--- Selected excerpt ---
Fate of ReverseDiffSource
#15

Good to know that there’s still space for improvement!

It turns out that Julia’s new parser-level broadcast fusion was bypassing ReverseDiff’s primitives, so the broadcast operations were getting unrolled in ReverseDiff’s tape.

Do I understand it correctly that Julia’s parser was transforming the code into a form (probably broadcast!(...) kind of things) that ReverseDiff can’t understand and thus can’t use it’s own optimizations for broadcasting?

BTW, not sure how applicable it’s for ReverseDiff, but Espresso.jl (a backbone of XDiff) can do “unfusion” of expressions automatically:

julia> using Espresso

julia>  _, ex = funexpr(autoencoder_cost, map(typeof, vals))
(Symbol[:We1, :We2, :Wd, :b1, :b2, :x], quote 
    firstLayer = logistic.(We1 * x .+ b1)
    encodedInput = logistic.(We2 * firstLayer .+ b2)
    reconstructedInput = logistic.(Wd * encodedInput)
    cost = sum((reconstructedInput .- x) .^ 2.0)
    cost
end)

julia> to_expr(ExGraph(ex))
quote
    tmp1235 = We1 * x
    tmp1236 = tmp1235 .+ b1
    firstLayer = Main.logistic.(tmp1236)

--- Dataset ---
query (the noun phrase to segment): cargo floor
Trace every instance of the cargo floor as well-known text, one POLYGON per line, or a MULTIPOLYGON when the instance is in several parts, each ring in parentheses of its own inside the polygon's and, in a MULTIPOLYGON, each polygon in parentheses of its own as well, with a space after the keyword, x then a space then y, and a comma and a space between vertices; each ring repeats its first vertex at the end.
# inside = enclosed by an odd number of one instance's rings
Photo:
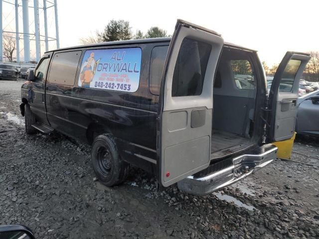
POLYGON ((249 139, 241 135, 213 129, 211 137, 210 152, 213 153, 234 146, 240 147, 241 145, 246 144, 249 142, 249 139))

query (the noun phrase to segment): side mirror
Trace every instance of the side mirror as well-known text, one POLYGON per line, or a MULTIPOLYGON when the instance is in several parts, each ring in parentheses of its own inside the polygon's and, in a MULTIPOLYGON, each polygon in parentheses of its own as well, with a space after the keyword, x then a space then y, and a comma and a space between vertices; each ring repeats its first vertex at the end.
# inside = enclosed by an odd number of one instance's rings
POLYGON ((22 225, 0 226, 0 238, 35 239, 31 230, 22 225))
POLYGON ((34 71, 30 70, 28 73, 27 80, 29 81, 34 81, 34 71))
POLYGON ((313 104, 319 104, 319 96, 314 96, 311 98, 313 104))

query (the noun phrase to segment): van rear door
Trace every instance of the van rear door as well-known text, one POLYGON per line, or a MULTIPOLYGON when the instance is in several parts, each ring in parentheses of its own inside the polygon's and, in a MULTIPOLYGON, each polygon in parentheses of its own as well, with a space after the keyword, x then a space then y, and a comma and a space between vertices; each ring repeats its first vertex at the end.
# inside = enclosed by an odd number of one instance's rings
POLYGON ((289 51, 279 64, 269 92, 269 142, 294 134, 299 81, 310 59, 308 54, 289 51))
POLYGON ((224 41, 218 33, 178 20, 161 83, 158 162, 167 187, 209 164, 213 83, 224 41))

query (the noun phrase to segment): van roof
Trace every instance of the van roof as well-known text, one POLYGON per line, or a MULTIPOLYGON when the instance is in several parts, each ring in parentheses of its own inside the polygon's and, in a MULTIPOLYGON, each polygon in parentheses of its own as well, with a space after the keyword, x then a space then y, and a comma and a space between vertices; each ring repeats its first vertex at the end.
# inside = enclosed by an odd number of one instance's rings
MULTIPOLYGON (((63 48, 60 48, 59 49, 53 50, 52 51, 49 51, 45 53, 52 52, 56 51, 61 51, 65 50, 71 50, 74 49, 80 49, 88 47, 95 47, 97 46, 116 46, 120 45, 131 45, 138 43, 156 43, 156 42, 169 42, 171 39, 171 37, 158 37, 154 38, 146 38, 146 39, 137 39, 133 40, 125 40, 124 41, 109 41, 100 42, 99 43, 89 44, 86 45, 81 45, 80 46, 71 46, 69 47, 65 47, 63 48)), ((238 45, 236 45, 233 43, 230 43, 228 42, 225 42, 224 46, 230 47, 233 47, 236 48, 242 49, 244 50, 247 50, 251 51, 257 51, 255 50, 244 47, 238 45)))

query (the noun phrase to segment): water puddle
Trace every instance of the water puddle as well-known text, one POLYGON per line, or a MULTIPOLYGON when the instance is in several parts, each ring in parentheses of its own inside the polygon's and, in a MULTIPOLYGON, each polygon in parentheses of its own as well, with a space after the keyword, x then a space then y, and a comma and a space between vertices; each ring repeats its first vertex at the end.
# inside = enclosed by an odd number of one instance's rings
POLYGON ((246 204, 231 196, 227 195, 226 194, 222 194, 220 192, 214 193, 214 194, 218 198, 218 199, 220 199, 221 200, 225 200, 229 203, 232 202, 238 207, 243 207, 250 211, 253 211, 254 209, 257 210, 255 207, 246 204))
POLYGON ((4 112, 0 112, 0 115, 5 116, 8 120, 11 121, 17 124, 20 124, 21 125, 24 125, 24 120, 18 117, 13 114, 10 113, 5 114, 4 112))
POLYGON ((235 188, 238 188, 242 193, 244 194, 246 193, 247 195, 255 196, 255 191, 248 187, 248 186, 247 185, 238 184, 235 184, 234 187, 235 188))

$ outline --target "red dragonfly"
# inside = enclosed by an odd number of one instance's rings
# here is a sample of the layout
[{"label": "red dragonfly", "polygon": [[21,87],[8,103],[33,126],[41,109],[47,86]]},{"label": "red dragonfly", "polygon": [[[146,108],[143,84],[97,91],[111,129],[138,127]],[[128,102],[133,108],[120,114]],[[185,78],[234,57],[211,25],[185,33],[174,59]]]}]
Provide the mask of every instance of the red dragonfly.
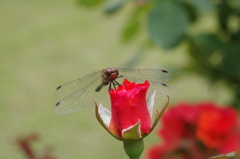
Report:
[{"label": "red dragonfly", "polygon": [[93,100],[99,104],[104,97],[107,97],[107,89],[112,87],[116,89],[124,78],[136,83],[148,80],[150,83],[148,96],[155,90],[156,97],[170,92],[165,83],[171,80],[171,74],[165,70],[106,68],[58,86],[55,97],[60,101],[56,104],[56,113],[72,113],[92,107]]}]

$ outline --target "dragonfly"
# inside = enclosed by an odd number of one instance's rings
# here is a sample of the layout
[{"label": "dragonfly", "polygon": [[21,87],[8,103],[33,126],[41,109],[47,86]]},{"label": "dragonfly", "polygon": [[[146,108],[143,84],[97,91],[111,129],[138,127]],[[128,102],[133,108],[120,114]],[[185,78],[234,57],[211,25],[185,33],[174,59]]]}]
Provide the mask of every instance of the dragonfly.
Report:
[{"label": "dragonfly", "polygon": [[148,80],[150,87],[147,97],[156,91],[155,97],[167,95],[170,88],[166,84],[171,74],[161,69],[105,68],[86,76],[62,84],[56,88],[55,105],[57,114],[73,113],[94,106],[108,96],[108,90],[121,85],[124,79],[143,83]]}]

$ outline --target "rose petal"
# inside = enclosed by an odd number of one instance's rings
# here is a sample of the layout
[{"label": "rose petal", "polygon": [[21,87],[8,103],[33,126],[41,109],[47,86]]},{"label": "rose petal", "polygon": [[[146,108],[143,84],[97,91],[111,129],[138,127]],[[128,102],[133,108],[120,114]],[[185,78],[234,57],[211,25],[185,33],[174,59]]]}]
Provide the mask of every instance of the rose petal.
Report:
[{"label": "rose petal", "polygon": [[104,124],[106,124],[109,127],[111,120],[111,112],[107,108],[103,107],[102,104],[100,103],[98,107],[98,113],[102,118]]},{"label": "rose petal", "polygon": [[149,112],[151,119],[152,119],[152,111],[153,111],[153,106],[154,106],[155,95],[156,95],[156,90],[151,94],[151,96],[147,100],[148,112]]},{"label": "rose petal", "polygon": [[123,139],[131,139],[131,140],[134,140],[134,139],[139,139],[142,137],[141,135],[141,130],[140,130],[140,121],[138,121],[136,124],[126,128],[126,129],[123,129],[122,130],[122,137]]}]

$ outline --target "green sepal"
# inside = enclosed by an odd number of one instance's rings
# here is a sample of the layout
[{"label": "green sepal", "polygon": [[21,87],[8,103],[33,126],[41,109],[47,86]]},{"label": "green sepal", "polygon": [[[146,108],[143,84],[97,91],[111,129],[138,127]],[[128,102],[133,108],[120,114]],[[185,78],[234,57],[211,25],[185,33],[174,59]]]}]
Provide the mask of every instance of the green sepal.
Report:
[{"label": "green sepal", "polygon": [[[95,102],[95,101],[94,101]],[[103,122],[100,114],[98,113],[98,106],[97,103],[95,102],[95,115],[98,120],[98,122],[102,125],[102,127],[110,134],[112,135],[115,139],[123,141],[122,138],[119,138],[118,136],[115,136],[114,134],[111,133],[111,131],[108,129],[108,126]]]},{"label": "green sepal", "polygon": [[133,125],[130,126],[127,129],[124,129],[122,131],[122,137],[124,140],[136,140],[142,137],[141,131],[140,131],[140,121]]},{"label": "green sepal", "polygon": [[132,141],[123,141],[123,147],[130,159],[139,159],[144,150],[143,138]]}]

==

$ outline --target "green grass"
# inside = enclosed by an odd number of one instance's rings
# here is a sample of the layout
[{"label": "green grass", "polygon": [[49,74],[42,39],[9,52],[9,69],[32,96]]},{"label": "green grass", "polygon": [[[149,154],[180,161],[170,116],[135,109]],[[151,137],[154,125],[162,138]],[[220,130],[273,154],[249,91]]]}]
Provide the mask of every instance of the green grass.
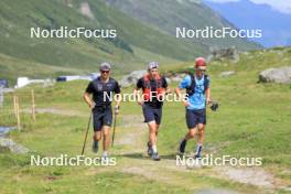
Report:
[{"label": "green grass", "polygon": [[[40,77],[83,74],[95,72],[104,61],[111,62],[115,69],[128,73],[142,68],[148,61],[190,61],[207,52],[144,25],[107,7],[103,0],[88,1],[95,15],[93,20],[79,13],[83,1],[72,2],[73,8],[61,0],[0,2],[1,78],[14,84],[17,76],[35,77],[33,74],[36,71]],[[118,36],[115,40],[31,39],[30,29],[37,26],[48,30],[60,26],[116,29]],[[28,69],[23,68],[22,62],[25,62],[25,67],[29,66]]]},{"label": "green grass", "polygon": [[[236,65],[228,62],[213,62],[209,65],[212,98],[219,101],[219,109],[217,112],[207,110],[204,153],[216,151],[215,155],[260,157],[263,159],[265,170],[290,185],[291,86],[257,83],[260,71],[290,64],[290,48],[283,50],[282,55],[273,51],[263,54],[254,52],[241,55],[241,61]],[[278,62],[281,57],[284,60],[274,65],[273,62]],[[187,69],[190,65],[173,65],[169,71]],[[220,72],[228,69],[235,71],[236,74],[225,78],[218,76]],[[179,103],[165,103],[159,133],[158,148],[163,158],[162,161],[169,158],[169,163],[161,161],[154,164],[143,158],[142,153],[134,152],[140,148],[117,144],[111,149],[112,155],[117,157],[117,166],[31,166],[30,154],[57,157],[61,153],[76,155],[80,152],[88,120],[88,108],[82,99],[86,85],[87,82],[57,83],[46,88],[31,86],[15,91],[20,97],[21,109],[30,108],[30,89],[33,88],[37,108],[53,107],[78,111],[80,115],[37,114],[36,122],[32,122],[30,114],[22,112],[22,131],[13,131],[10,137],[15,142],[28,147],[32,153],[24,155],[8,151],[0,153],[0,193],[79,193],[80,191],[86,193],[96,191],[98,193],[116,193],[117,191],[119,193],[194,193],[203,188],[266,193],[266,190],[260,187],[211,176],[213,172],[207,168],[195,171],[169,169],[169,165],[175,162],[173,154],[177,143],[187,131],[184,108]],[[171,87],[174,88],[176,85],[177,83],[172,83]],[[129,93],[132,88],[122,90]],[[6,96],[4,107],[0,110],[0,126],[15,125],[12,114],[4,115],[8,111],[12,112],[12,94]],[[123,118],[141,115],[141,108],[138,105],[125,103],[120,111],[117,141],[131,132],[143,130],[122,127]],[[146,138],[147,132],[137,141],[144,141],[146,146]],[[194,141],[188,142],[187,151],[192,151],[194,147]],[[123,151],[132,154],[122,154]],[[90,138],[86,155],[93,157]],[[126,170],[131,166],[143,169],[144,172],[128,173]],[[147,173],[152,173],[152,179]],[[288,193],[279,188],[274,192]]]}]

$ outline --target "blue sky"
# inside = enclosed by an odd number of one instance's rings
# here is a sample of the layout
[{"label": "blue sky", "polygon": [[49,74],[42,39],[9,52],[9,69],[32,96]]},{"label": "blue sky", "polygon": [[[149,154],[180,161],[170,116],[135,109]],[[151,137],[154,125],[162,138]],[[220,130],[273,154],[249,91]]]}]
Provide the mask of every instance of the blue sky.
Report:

* * *

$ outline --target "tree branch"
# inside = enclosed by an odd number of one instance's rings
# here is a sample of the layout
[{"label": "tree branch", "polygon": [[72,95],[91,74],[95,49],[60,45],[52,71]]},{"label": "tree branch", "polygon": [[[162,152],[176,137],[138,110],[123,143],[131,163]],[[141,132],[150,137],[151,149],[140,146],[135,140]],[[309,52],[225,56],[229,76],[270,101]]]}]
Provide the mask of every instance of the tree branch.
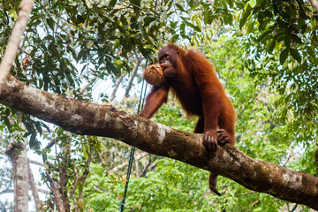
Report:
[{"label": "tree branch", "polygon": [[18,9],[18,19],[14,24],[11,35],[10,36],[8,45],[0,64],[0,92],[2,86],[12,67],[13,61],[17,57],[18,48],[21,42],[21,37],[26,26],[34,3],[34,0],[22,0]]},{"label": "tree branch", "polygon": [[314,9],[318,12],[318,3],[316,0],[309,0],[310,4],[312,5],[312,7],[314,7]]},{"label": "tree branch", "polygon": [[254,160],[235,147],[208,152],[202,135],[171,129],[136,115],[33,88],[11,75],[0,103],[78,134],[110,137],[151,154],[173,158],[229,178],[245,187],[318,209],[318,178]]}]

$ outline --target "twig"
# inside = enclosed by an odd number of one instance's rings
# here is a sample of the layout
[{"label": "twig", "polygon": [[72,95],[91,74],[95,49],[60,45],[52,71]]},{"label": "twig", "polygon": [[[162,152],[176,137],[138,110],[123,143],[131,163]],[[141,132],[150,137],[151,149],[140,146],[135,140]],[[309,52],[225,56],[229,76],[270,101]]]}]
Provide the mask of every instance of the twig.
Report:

--- To do ---
**1.** Using the ReverseDiff thread, decide whether each statement agrees with it. Answer yes or no for each, and quote the words that decide it.
(a) Julia's parser-level broadcast fusion bypassed ReverseDiff's primitives.
(b) Espresso.jl is called a backbone of XDiff.
(c) The poster is sure that Espresso's unfusion applies to ReverseDiff.
**2.** Write out the part of the ReverseDiff thread from "Do I understand" to "funexpr(autoencoder_cost, map(typeof, vals))".

--- Worked answers ---
**1.**
(a) Yes: "Julia’s new parser-level broadcast fusion was bypassing ReverseDiff’s primitives"
(b) Yes: "Espresso.jl (a backbone of XDiff)"
(c) No: "not sure how applicable it’s for ReverseDiff"

**2.**
Do I understand it correctly that Julia’s parser was transforming the code into a form (probably broadcast!(...) kind of things) that ReverseDiff can’t understand and thus can’t use it’s own optimizations for broadcasting?

BTW, not sure how applicable it’s for ReverseDiff, but Espresso.jl (a backbone of XDiff) can do “unfusion” of expressions automatically:

julia> using Espresso

julia>  _, ex = funexpr(autoencoder_cost, map(typeof, vals))